• Ketentuan Latihan
**1)** Rangkumlah opini tentang ketidakharmonisan Gubernur dan Wakil Gubernur Sultra dalam dua kalimat.
**2)** Teruskan opini tentang ketidakharmonisan Gubernur dan Wakil Gubernur Sultra dengan menulis bagian berikutnya setelah kalimat terakhirnya.
:: Teks yang Diberikan ::
Ali Mazi dan Lukman; Tidak Ada Keuntungan dari Sebuah Konflik, Rujuklah!

Pena Opini683 views

Oleh: Hidayatullah

Ketidakharmonisan hubungan antara Gubernur Sultra Ali Mazi dan Wakil Gubernur Lukman Abunawas yang mencuat melalui pemberitaan media kemarin ditengarai akibat pelantikan pejabat administratur atau eselon II dan III Pemprov Sultra yang dipimpin Gubernur Sultra Ali Mazi pada tanggal 7 Januari 2019 dengan tidak melibatkan Wakil Gubernur Lukman Abunawas.

Ketidakharmonisan baik di awal pemerintahan maupun di tengah jalan antara kepala daerah dan wakilnya selalu berulang yang juga terjadi dibeberapa daerah lainnya. Perpecahannya selalu didasari motif dan gaya yang sama.

Ini soal relasi hubungan antara kepala daerah dan wakilnya terjadi akibat persaingan untuk memperebutkan pengaruh, simpati, pembagian kekuasaan, serta pengingkaran komitmen bersama disaat masa-masa kampanye Pilkada. Bahkan perpecahan itu disebabkan juga orang-orang terdekat yang ikut memanasi keadaan dengan motif tertentu. Bahkan senang hidup dengan konflik pimpinannya.

Padahal, kalau kita lihat ketokohan, karakter pribadi dan hubungan sosial masing-masing antara Gubernur Ali Mazi dan Wakil Gubernur Lukman Abunawas adalah tokoh-tokoh panutan yang penuh dengan kearifan, kebijaksanaan dan memiliki kepedulian sosial yang tinggi. Saya sangat menyayangkan adanya ketidakharmonisan ini.

Apabila ini berlarut bisa menjadi bola liar, bias politik, dapat melahirkan bibit perpecahan yang mengarah pada isu SARA dan terutama dapat mengganggu stabilitas roda pemerintahan, pelayanan publik serta tujuan reformasi birokrasi tidak tercapai.

Ketidakharmonisan ini begitu nampak didepan publik melalui pemberitaan dibanyak media. Hal ini apabila tidak dikelola dengan baik oleh kedua belah pihak akan berdampak buruk bagi rakyat, bagi aparat birokrasi dan bagi para pihak yang berseteru itu sendiri.

Bagi kami JaDI Sultra sebagai salah satu komponen civil soceity di Sultra tentunya menjadi tidak nyaman dengan situasi konflik seperti ini. Kami tentu khawatir jangan sampai aktivitas kontrol sosial kami nanti dianggap bagian yang manasin situasi.
:::
:: Himpunan Data ::
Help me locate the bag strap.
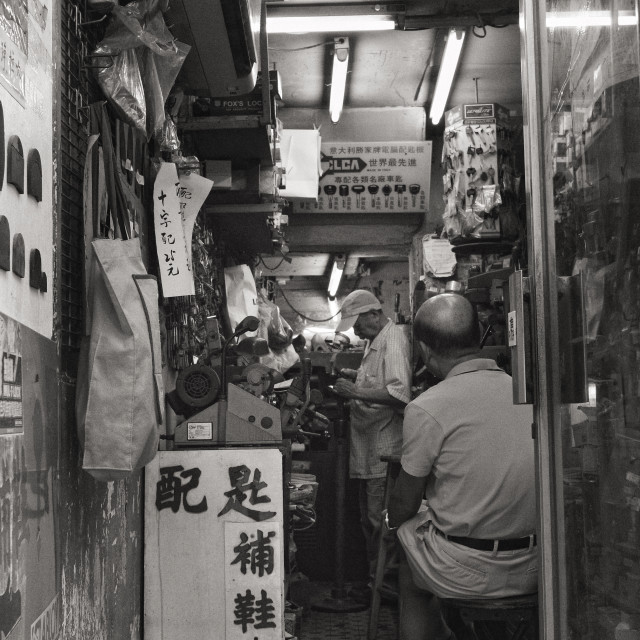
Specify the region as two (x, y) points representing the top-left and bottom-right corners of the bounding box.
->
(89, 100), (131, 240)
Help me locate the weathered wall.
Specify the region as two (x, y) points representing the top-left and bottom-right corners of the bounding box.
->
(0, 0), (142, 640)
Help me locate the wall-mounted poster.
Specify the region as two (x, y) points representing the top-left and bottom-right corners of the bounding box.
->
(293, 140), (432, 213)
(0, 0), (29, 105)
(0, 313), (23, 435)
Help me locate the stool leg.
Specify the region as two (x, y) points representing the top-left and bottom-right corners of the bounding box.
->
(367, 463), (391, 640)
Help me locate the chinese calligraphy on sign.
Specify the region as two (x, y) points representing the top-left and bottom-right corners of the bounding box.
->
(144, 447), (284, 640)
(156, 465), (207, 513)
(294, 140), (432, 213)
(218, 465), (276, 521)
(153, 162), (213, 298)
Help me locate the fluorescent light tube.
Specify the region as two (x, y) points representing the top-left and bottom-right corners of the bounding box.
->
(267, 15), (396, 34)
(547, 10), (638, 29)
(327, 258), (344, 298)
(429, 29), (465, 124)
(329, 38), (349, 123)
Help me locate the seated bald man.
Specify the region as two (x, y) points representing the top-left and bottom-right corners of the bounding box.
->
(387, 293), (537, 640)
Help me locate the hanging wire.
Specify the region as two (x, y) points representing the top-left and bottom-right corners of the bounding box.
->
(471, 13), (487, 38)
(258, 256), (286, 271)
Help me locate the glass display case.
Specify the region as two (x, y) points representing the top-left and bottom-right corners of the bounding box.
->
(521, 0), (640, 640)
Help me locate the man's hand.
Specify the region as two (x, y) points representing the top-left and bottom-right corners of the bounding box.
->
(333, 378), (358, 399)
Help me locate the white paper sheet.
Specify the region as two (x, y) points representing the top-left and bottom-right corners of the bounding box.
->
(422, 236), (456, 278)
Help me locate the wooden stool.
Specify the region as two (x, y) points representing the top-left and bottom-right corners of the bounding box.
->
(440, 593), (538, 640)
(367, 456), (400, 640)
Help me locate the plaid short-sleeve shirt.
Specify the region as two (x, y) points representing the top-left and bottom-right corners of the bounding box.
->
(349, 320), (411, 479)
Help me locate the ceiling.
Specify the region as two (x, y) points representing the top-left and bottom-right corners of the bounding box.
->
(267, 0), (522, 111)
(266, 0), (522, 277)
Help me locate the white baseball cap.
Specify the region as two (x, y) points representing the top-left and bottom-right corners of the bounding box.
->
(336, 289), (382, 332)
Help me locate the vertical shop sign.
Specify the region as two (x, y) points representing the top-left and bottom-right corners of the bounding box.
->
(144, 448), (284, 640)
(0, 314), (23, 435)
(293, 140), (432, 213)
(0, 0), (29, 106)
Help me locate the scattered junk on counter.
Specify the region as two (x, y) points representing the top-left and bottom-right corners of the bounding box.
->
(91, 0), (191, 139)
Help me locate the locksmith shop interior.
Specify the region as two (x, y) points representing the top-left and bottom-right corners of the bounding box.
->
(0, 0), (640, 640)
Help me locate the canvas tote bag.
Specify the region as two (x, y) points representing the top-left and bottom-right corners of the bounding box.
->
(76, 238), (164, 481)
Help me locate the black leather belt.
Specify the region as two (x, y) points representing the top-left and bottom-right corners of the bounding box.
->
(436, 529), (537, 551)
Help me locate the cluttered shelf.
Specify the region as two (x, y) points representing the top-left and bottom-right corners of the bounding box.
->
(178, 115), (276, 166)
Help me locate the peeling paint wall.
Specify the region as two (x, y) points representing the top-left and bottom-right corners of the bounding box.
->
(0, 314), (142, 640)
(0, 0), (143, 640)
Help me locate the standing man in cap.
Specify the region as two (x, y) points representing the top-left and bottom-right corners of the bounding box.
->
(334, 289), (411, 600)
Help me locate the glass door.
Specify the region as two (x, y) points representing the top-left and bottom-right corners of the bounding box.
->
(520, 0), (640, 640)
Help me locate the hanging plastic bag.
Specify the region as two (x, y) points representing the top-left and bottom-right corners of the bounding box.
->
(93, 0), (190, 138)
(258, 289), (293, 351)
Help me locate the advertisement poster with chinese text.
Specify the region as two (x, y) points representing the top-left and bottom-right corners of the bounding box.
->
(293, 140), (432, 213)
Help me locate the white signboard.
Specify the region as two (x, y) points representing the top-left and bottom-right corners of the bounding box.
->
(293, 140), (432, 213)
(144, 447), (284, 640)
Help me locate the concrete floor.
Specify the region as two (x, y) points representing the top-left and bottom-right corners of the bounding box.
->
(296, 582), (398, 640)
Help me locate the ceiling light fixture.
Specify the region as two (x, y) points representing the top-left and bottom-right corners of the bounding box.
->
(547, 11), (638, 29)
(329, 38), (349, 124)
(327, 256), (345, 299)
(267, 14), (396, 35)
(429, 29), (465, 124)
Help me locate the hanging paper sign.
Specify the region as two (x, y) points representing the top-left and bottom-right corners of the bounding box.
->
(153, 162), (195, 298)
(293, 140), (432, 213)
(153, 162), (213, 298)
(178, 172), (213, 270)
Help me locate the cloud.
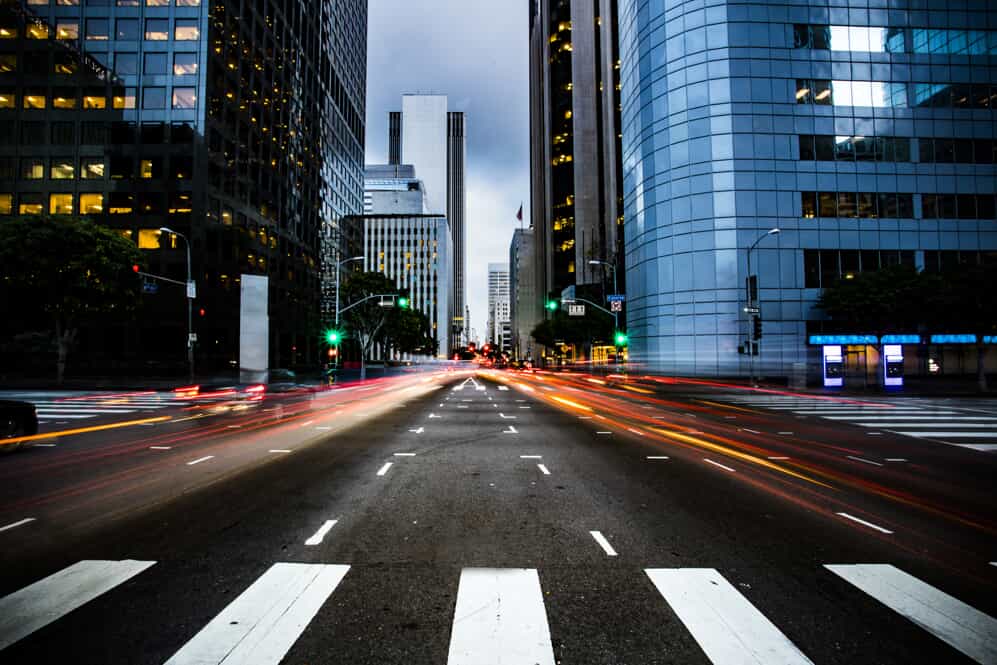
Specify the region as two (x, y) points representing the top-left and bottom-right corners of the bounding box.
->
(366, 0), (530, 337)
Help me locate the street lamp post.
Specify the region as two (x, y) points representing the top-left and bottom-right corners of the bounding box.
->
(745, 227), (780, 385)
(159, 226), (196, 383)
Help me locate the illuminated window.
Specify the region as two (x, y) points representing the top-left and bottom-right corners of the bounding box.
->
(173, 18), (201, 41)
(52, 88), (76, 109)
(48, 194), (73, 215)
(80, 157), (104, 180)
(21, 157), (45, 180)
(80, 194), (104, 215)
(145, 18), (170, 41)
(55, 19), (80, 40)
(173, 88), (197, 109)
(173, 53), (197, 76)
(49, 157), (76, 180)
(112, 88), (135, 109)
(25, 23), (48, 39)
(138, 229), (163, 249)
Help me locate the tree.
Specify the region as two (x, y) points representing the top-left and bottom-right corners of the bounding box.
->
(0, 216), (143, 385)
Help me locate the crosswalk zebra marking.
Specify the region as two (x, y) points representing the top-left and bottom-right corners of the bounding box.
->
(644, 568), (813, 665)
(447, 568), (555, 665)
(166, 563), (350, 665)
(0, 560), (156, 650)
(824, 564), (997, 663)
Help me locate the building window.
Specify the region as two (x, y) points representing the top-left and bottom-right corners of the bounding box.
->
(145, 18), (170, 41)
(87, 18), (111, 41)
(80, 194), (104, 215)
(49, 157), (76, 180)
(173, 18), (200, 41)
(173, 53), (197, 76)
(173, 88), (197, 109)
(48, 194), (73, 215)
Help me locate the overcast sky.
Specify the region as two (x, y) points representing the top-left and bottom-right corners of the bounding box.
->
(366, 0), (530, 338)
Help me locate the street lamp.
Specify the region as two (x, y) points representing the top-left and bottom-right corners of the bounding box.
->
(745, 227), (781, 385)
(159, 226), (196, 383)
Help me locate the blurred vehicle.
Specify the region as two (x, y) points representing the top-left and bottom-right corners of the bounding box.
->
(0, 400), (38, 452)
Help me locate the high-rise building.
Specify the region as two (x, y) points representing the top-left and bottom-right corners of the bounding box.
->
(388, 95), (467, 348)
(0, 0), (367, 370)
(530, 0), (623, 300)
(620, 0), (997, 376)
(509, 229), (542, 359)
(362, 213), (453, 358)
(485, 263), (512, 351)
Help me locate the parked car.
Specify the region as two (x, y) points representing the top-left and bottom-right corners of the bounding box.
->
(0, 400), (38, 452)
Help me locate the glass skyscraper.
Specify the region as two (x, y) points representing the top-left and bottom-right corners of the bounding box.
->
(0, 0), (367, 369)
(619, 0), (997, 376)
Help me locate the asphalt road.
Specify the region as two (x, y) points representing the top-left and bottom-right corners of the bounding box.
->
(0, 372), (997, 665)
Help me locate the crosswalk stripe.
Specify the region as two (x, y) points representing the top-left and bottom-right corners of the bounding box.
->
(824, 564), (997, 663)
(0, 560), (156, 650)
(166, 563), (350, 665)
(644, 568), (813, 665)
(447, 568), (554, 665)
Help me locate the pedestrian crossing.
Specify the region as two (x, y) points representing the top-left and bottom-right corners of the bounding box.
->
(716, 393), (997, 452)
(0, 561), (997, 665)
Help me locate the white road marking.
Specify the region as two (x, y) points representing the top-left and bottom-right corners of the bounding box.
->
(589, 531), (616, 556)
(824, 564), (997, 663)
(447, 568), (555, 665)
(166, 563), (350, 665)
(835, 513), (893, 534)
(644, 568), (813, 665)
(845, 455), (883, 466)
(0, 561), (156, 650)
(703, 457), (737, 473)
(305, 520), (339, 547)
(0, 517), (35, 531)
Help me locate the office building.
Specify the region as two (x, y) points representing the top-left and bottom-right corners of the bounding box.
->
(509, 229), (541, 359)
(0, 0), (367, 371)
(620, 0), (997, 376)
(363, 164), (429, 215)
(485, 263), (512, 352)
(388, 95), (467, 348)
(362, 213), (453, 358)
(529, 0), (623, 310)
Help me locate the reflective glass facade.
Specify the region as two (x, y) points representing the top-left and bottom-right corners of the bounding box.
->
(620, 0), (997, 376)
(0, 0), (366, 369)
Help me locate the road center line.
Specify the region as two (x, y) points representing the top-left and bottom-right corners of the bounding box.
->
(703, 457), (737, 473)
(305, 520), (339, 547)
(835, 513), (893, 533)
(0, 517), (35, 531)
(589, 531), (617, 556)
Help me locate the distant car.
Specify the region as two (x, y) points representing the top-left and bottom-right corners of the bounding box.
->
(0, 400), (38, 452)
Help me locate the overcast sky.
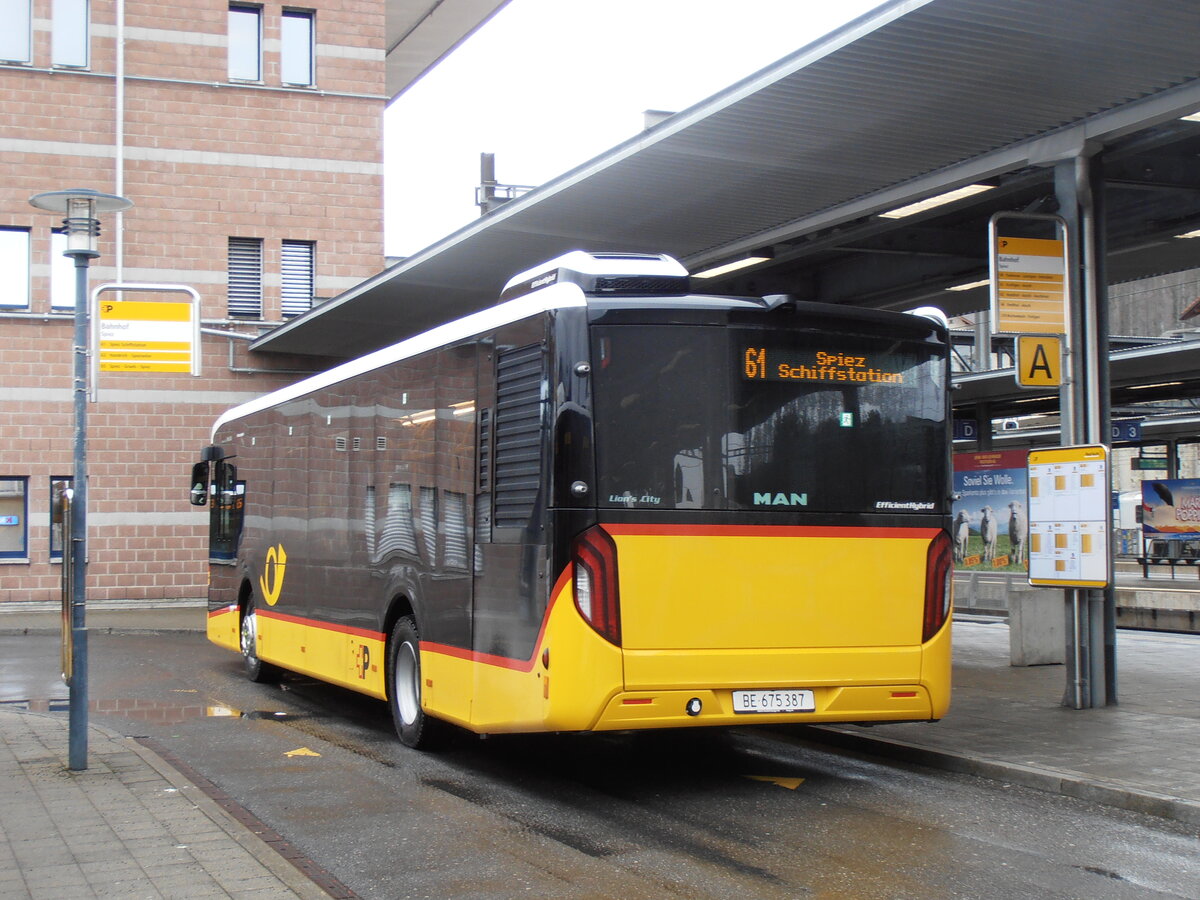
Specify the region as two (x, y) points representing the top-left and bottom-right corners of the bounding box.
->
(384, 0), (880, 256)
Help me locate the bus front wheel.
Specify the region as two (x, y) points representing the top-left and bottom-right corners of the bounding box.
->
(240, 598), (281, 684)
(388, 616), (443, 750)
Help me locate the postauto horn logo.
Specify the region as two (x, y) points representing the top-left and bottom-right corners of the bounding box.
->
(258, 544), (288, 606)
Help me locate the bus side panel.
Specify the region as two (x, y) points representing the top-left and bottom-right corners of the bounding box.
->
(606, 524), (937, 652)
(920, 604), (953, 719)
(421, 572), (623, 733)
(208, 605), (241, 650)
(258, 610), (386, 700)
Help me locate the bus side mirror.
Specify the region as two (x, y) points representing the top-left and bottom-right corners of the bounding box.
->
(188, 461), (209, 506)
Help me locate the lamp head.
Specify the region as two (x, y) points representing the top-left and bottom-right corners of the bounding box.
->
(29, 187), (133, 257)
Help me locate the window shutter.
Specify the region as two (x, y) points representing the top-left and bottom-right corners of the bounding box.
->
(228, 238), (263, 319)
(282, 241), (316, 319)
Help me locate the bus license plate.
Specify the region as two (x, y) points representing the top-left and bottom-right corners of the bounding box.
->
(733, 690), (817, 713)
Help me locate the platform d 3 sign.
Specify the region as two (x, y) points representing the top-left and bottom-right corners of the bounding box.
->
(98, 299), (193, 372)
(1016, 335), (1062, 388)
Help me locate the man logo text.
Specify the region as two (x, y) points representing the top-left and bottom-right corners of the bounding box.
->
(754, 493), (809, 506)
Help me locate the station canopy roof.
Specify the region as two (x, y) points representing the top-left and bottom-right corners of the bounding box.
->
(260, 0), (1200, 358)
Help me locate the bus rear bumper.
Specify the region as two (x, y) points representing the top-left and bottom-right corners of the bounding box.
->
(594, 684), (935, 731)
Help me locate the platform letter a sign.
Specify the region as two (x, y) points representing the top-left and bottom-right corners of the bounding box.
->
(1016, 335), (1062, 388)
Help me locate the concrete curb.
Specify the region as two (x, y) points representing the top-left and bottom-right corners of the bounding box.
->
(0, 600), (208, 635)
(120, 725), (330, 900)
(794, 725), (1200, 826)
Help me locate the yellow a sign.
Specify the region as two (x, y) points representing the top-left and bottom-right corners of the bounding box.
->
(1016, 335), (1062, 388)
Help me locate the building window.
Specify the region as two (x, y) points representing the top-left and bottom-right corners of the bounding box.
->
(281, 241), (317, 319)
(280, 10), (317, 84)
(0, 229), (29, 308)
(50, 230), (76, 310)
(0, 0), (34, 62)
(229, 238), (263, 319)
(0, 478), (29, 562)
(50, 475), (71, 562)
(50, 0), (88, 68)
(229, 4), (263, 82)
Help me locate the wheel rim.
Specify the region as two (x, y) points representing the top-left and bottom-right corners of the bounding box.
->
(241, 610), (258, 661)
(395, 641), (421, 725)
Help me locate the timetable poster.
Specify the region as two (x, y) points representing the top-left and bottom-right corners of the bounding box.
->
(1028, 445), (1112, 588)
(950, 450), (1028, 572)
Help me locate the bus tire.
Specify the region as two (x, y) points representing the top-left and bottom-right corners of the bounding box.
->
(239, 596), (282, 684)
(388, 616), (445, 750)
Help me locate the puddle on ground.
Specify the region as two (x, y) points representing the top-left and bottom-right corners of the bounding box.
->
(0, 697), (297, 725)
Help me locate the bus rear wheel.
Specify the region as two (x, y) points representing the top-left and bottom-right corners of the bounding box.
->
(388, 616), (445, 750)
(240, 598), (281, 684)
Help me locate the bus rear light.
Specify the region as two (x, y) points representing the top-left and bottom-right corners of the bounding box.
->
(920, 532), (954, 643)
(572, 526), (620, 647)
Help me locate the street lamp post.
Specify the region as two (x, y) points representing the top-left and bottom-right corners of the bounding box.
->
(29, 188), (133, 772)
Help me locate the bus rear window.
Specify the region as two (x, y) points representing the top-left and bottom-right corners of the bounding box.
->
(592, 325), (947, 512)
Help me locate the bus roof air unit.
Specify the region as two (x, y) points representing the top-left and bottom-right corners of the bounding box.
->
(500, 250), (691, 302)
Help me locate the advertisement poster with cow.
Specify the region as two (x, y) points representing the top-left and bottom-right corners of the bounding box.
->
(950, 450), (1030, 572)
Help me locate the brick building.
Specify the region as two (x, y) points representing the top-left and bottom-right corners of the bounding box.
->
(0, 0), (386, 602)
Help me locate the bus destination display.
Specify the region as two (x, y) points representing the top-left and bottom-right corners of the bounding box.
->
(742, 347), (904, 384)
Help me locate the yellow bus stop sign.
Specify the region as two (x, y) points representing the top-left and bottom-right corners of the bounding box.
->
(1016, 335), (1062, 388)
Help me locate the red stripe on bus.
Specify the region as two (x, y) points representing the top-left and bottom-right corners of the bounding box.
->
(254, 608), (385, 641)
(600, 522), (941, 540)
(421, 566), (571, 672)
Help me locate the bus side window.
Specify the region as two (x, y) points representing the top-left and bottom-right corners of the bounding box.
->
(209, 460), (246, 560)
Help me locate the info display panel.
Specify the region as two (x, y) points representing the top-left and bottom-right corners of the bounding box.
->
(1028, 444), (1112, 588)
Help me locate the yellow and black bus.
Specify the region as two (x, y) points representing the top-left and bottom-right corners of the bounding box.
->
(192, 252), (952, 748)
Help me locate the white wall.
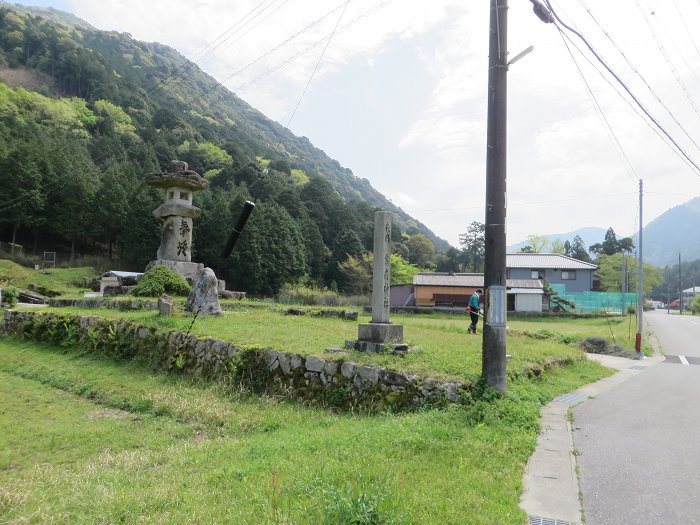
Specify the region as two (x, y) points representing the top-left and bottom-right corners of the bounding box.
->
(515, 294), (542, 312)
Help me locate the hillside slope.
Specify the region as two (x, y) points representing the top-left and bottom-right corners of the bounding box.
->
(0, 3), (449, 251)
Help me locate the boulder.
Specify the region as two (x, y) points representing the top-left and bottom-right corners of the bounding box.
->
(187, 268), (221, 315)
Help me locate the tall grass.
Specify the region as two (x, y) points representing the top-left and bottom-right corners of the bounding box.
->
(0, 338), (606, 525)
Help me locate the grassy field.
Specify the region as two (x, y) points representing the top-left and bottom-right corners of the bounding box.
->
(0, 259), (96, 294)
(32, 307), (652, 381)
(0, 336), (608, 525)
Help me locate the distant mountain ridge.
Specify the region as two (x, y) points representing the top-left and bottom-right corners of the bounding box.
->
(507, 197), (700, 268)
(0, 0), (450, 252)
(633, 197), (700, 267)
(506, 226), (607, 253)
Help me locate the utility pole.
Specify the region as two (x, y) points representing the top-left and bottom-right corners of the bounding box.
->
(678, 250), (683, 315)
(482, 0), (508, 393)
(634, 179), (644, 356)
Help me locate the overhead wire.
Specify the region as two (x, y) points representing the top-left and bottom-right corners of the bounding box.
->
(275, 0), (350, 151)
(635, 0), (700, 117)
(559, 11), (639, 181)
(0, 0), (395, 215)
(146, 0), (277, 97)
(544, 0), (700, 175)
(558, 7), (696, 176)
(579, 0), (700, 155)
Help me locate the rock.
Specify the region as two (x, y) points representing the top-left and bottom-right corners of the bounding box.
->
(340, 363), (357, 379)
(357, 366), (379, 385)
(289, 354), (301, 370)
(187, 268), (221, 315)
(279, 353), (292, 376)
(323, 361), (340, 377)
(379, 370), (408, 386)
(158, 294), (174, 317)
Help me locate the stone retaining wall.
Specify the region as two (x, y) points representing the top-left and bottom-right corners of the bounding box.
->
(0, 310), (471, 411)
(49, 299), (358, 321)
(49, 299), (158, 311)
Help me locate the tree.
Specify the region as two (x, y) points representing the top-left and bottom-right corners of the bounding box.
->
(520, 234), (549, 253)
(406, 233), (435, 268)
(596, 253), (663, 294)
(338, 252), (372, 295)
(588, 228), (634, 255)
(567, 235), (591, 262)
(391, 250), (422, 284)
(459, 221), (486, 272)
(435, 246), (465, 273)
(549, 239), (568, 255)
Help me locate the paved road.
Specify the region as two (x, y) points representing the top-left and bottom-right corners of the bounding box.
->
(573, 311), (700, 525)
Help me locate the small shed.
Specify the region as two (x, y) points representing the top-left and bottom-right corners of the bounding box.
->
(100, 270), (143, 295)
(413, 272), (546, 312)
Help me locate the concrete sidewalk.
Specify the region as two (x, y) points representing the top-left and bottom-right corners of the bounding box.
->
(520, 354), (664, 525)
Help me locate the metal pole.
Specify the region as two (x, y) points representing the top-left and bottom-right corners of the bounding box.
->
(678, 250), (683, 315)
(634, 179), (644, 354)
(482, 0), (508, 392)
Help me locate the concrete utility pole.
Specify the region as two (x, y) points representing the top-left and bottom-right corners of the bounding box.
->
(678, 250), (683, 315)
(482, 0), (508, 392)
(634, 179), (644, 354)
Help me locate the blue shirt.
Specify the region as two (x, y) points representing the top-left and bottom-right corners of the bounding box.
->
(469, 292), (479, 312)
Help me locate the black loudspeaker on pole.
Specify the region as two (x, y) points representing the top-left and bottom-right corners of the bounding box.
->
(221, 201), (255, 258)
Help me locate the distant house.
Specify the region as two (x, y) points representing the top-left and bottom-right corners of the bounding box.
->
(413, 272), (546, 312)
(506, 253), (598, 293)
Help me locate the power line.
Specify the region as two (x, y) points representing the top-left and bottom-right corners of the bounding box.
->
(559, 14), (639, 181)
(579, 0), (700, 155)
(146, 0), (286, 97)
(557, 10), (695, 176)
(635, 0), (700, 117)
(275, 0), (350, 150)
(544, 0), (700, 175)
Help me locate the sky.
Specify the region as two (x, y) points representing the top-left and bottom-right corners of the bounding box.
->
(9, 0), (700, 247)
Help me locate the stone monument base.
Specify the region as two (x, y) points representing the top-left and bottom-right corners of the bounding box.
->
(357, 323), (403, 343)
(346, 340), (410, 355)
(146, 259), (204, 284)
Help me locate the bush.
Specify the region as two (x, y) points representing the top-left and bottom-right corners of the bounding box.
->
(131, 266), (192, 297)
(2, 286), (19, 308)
:::
• Jawaban Tertulis
**1)** Opini ini menyoroti ketidakharmonisan hubungan Gubernur Sultra Ali Mazi dan Wakil Gubernur Lukman Abunawas, yang ditengarai dipicu oleh pelantikan pejabat eselon II dan III Pemprov Sultra pada 7 Januari 2019 tanpa melibatkan sang wakil. Penulis menilai perpecahan semacam itu berakar pada persaingan pengaruh, pembagian kekuasaan, dan pengingkaran komitmen kampanye, serta memperingatkan bahwa konflik yang berlarut dapat mengganggu stabilitas pemerintahan dan pelayanan publik.

**2)**
Jangan sampai statemen kami nanti berkaitan problem apa saja dianggap berada di kaki yang lain untuk menginjak kaki yang lain. Tidak ada keuntungan sama sekali dari konflik itu. Luka maupun derita yang diakibatkan oleh sebuah konflik politik dan kekuasaan yang paling menderita itu rakyat. Dan semua biaya konflik pasti rakyat pula yang menanggungnya.

Kami berharap semoga bisa ada titik temu, harus rujuk kembali dengan hasrat untuk kembali bekerja sama. Kalau ada masalah diurailah seobyektif mungkin agar hubungan baik tetap terjaga demi kepentingan bersama dan daerah yang kita cintai ini.

Kalau konflik dibiarkan berlarut masalahnya nanti jadi benang kusut, mengurainya akan sulit karena pasti banyak pihak yang akan selalu memanas-manasin. Jadi perlu menurunkan tensi konflik dan bagimana upaya yang bijaksana meredakan ketegangan.

Kalau cara rujuk tidak bisa karena soal adanya pengingkaran komitmen, maka metode pemecahan masalahnya adalah tawar menawar saja untuk menyelesaikannya dengan menggabungkn berbagai kebutuhan kedua belah pihak. Bahkan pembagian kekuasaan juga sudah diatur sebagaimana dalam Pasal 65, 67, 67 dan 68 UU No. 23 Tahun 2014 tentang Pemda berkaitan dengan tugas, wewenang, kewajiban dan hak Kepala Daerah dan Wakil Kepala Daerah.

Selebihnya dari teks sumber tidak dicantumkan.